From the entries below, please gather each line containing the string "shirt".

(Data items)
- - - -
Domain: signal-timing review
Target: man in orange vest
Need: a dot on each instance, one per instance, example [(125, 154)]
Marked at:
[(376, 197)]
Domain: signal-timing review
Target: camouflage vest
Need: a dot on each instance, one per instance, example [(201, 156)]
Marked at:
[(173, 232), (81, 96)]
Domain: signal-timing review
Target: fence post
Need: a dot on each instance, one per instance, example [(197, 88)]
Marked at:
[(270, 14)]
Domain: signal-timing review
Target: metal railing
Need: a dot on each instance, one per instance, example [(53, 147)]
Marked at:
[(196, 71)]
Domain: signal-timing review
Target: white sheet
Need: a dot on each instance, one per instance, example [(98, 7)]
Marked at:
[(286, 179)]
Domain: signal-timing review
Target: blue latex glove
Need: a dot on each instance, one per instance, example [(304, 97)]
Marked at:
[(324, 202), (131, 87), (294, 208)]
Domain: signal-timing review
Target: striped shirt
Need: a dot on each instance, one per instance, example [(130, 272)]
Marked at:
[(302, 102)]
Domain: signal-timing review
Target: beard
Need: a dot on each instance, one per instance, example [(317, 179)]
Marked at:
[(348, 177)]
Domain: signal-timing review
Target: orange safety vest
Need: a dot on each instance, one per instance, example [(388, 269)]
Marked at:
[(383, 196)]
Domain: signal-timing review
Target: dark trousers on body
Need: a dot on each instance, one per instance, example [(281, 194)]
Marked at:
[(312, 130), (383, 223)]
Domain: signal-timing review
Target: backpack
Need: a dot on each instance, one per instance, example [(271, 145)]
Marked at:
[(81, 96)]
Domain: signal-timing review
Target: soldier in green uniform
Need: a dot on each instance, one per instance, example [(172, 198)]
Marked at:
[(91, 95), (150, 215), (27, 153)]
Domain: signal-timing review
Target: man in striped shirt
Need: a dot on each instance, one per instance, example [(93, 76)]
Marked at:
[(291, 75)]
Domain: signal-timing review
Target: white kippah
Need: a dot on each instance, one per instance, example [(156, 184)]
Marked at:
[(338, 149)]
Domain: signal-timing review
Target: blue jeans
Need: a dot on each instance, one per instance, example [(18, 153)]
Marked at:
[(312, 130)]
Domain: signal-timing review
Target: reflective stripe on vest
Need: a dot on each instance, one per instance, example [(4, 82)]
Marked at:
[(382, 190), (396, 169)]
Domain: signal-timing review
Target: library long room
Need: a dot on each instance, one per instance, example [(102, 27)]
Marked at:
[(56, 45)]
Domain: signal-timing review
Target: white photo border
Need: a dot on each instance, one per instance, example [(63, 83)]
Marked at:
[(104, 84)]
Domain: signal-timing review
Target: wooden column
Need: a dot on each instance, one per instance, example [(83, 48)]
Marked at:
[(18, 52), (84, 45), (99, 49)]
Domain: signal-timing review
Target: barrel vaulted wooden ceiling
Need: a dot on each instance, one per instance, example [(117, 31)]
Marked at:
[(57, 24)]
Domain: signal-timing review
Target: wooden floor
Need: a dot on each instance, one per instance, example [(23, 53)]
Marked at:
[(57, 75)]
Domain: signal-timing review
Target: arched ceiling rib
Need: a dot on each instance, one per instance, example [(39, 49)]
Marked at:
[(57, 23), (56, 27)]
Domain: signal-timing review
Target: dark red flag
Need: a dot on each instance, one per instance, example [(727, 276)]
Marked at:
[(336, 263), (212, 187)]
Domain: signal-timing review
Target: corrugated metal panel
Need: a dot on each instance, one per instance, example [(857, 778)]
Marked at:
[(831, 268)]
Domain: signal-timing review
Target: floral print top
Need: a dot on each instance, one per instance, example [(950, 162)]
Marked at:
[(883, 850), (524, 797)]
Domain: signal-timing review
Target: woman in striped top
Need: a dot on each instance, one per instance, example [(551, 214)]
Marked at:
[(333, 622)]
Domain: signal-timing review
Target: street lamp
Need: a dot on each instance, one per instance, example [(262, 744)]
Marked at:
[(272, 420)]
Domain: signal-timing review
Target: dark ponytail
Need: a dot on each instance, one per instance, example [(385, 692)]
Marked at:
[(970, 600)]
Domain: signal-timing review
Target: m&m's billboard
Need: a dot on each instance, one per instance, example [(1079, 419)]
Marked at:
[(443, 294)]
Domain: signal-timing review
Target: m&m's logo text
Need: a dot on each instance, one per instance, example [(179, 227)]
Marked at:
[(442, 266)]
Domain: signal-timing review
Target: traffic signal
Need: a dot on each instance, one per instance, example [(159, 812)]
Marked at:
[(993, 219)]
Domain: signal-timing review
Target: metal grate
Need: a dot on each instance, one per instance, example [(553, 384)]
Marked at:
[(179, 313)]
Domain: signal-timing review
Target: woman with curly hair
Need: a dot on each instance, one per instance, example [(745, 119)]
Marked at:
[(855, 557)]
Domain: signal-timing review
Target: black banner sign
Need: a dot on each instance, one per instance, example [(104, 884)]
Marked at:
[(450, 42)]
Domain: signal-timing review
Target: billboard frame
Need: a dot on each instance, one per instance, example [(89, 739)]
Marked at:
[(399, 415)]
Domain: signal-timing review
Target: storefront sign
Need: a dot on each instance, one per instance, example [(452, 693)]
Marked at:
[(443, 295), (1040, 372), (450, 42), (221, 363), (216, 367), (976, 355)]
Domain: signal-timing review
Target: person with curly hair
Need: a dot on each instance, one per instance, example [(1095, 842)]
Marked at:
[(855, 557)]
- - - -
● Exercise solution:
Target: striped shirt
Target: man in striped shirt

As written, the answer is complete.